◆ **Material supplied**

= = = =

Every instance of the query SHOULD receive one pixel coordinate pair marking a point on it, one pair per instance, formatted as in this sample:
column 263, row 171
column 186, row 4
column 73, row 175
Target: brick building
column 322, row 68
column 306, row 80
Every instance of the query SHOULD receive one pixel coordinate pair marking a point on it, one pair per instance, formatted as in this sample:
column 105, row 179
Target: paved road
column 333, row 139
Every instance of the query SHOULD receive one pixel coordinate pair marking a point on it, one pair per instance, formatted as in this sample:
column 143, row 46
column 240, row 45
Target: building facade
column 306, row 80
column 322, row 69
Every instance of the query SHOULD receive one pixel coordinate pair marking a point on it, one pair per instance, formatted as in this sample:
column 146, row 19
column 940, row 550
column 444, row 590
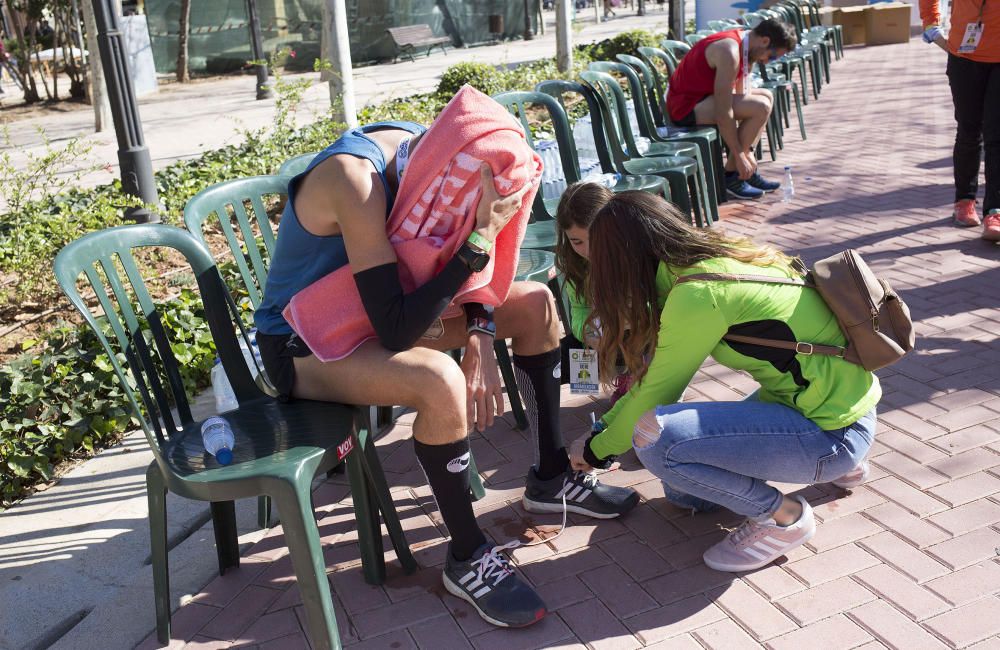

= = = =

◆ **Task statement**
Select and reproduce each of the rows above that contains the string "building".

◆ **Result**
Target: brick building
Target: building facade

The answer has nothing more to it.